→ **WHAT IS REQUIRED**: A faithful, complete copy of the entries below is required, with images removed.

(Dataset entries)
---
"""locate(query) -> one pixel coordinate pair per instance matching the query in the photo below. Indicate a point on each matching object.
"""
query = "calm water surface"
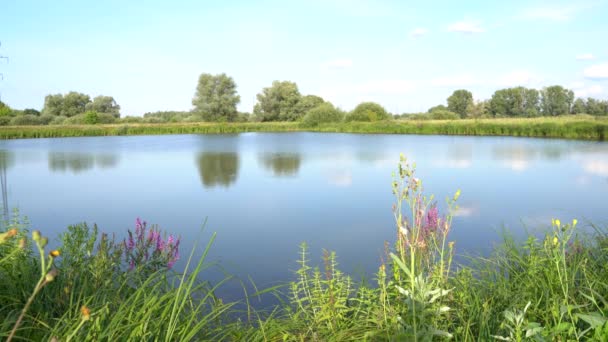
(265, 193)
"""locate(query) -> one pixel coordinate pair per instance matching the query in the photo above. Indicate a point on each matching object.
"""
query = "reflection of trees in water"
(281, 164)
(217, 168)
(6, 161)
(79, 162)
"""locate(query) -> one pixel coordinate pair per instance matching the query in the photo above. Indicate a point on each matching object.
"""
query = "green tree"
(278, 102)
(307, 103)
(594, 107)
(74, 103)
(324, 113)
(579, 106)
(70, 104)
(53, 105)
(460, 102)
(5, 110)
(517, 101)
(104, 105)
(91, 117)
(438, 107)
(368, 111)
(556, 100)
(216, 98)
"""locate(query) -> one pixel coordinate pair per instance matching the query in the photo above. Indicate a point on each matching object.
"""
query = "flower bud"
(36, 235)
(49, 277)
(86, 313)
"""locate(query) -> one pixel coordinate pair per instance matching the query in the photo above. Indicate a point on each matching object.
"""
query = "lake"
(265, 193)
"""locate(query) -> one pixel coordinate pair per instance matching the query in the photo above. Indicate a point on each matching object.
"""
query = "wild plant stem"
(39, 286)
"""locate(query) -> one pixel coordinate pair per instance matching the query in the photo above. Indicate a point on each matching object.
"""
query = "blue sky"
(406, 55)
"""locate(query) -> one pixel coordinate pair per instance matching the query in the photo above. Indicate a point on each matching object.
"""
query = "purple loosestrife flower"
(131, 243)
(432, 218)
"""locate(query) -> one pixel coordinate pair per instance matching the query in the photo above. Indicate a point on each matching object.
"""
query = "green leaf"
(594, 319)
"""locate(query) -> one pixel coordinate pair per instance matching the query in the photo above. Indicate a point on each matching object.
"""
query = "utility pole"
(1, 74)
(4, 160)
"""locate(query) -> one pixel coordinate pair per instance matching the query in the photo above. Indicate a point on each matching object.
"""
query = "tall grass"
(553, 288)
(570, 127)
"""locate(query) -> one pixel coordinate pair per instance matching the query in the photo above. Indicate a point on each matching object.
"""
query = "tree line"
(517, 102)
(216, 100)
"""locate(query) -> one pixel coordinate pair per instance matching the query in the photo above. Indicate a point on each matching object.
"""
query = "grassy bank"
(94, 288)
(572, 127)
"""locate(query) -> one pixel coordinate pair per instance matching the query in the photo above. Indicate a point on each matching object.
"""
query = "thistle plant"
(422, 263)
(47, 275)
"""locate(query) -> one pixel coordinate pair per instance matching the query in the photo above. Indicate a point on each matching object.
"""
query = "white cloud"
(461, 80)
(549, 13)
(590, 91)
(466, 27)
(418, 32)
(340, 63)
(585, 57)
(372, 87)
(517, 78)
(598, 71)
(454, 163)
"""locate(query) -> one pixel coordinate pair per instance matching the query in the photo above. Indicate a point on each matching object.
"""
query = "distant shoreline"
(573, 127)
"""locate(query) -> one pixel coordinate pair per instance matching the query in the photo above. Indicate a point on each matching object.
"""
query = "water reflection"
(281, 164)
(217, 168)
(79, 162)
(7, 159)
(515, 157)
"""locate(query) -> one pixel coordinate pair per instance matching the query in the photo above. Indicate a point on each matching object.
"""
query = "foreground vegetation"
(96, 288)
(568, 127)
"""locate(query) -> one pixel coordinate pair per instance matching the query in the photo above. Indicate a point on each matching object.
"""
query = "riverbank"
(571, 127)
(94, 287)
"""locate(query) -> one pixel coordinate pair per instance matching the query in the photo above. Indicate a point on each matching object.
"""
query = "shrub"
(441, 114)
(46, 119)
(132, 119)
(79, 119)
(58, 120)
(91, 117)
(105, 118)
(153, 119)
(323, 113)
(368, 111)
(25, 120)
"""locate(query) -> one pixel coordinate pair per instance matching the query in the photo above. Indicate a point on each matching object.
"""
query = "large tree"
(579, 107)
(105, 105)
(460, 102)
(517, 101)
(70, 104)
(216, 98)
(556, 100)
(278, 102)
(368, 111)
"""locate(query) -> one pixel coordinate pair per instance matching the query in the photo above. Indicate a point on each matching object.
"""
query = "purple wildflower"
(432, 218)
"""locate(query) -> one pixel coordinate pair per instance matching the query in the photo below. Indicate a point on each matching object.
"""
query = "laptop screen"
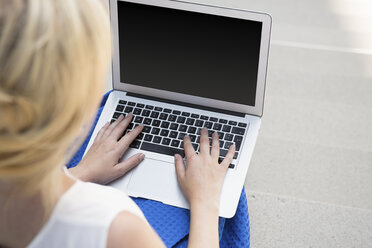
---
→ **REPLY TO THE EXERCISE**:
"""locate(query) -> one pixel coordinate pair per instance matching the query in the photo below. Indicate a point on each matching object.
"""
query = "calm water surface"
(265, 193)
"""locate(query) -> one pixel coordinate pair per instance matching the query in the photo above. Indicate a point on each matching object.
"""
query = "reflection of trees in water"
(281, 164)
(217, 168)
(6, 161)
(79, 162)
"""locate(query) -> one pixel coordinate pair per instance matching the query in the photo above. Indicate a point on each matching object.
"""
query = "green tree"
(278, 102)
(307, 103)
(594, 107)
(74, 103)
(324, 113)
(579, 106)
(70, 104)
(53, 105)
(460, 102)
(5, 110)
(517, 101)
(104, 105)
(91, 117)
(438, 107)
(368, 111)
(556, 100)
(216, 98)
"""locate(query) -> one pixel coordinate pair per instance matching the query in the photo above. Indicate a point on each matching object.
"""
query = "flower bud"
(36, 235)
(49, 277)
(86, 313)
"""locate(query) -> one pixel coordinate pair per instance matching the query in the photo above. Indicate a point on each matching object.
"""
query = "lake"
(265, 193)
"""locate(query) -> one pixel coordinate pair per instance matching the query in the photo above. Indicate a point on each matching object.
"""
query = "wild plant stem"
(39, 286)
"""locate(query) -> one pixel coordinate pair per instance matching the query in the photo above. Indicate a point on each matching object.
"""
query = "blue sky"
(406, 55)
"""locate(query) -> one pixel coordinate pair per instance matching the query in the photo above. Indicate a point on each matching object.
"""
query = "purple loosestrife flower"
(131, 243)
(432, 218)
"""locate(query) -> one pixel coordinate pair per instance matching the query in the photo above. Indicate a point on each matching object.
"""
query = "green leaf"
(594, 319)
"""locate(query) -> one pixel coordinate pair per instance matching the query in the photo above. Indicate a point on each matching object.
"""
query = "utility pole"
(1, 74)
(4, 160)
"""locate(query) -> one pixel coordinate pair per instance matching the query in the photo above. Indicate a point on each matching object.
"""
query = "tall grass"
(553, 288)
(570, 127)
"""locate(query) -> one pixel coordinate pair per instance matching the query in the photo above. Indicate a point on each matching object.
"""
query = "tree line"
(517, 102)
(216, 100)
"""locate(query) -> one pixel coordinate pair per instance matching the query in the photo above. Indicate a point on each matching object.
"""
query = "grassy bank"
(94, 288)
(572, 127)
"""locate(query) -> one pixel coordinate pair per instance matching the query in the photo above. Indicate a point on each matching object.
"""
query = "thistle plant"
(422, 263)
(47, 275)
"""locate(query) -> one pixel coordinate pair per instance matching the query in the photo above. Indicate a point on each matching object.
"""
query = "white cloud"
(461, 80)
(549, 13)
(590, 91)
(466, 27)
(418, 32)
(340, 63)
(585, 57)
(372, 87)
(517, 78)
(598, 71)
(454, 163)
"""locate(query) -> one pixel coordinate pair per instance matching the query in the photo above. Indicate a point on each matching object.
"""
query = "distant shoreline"
(573, 127)
"""locate(query) -> one pixel coordinate pair per instance matching the query in the photo above. Indicate a point on each matching object.
"""
query = "water reflection"
(281, 164)
(217, 168)
(79, 162)
(7, 159)
(515, 157)
"""locate(query) -> one pixel coordinate pair per instance matching the query in the photo above. Indicate a point on each matching object.
"""
query = "foreground vegetation"
(96, 288)
(568, 127)
"""locate(query) -> one pixel coordinate pair per instance matching the query in the photo above. Indicate a point on each matching object.
"""
query = "riverbank"
(571, 127)
(94, 287)
"""locate(query) -> one pixel coordinate pair per instance matching the query in the photo above. Indicate a point on each matching object.
"""
query = "shrub"
(441, 114)
(46, 119)
(132, 119)
(79, 119)
(58, 120)
(91, 117)
(105, 118)
(153, 119)
(323, 113)
(368, 111)
(25, 120)
"""locate(query) -> one pixel coordinate pair per instance matching the query in the photo above. Indicate a point on each matching object.
"""
query = "large tree"
(579, 107)
(105, 105)
(460, 102)
(517, 101)
(70, 104)
(216, 98)
(556, 100)
(278, 102)
(368, 111)
"""locate(query) -> one pixel coordinate pair per instance matching the query in the photo above. Indicate a point on each matching object.
"""
query = "purple wildflower"
(432, 218)
"""locate(query) -> one pixel coordinate pair per instance matching the query in the photo below. Indicate a point on each matching object.
"""
query = "laptop screen"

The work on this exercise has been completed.